## DATA PROVIDED
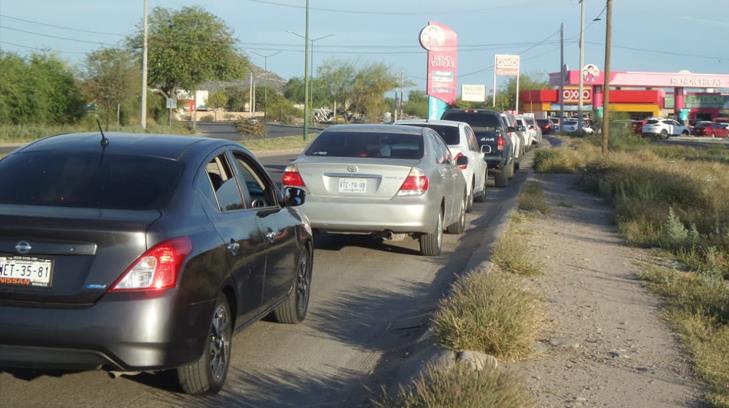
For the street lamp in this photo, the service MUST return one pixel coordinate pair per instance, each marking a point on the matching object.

==

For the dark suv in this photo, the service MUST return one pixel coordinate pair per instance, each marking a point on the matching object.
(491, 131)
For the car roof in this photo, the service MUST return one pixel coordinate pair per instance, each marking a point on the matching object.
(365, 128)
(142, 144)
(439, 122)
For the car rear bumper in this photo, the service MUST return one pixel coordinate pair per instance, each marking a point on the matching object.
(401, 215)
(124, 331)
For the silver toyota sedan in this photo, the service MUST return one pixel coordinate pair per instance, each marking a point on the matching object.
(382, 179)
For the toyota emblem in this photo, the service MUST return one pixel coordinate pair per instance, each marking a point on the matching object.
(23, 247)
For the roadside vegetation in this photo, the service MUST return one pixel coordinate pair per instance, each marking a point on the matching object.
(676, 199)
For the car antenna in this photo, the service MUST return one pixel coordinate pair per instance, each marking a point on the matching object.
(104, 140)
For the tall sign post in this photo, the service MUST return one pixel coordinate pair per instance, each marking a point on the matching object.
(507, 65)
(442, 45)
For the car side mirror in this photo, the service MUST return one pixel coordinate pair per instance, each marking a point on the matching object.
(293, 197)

==

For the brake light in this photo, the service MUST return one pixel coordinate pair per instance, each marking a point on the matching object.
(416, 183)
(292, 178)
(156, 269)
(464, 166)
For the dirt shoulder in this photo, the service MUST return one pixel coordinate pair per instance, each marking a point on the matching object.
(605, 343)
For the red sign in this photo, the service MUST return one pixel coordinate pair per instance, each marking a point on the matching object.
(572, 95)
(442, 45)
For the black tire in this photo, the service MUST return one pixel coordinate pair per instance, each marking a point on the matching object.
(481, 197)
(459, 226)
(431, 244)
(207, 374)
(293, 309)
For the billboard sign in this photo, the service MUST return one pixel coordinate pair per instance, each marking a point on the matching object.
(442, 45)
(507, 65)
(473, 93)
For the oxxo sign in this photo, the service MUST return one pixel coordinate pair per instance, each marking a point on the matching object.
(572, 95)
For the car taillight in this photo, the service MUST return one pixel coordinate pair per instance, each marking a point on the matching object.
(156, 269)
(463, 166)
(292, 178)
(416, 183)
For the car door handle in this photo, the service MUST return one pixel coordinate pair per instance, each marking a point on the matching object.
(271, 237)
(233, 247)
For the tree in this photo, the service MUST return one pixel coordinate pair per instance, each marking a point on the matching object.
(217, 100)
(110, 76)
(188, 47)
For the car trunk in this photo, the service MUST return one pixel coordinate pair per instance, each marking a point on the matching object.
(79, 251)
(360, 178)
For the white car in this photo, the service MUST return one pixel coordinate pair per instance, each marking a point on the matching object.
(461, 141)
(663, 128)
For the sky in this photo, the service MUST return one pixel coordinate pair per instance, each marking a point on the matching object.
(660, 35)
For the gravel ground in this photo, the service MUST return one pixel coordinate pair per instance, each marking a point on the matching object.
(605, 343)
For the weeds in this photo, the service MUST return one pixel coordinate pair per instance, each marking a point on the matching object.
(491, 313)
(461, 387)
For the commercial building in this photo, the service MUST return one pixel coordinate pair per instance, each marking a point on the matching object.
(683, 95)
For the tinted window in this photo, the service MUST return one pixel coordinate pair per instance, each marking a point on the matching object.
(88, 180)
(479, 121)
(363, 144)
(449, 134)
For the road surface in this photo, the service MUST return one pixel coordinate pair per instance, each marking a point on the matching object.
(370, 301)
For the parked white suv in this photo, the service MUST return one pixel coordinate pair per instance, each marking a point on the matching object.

## THE PROBLEM
Copy out the entries verbatim, starting at the line containing "For the road surface" and ending with the line containing "For the parked".

## OUTPUT FOR THIS EXERCISE
For the road surface in this photo, the service MUST return one pixel coordinate pair per instance, each marking a point on the matching object.
(370, 301)
For the parked white suv in this photo, the service MUST return one pixel coordinate pair per instance, each marking a point on the matching object.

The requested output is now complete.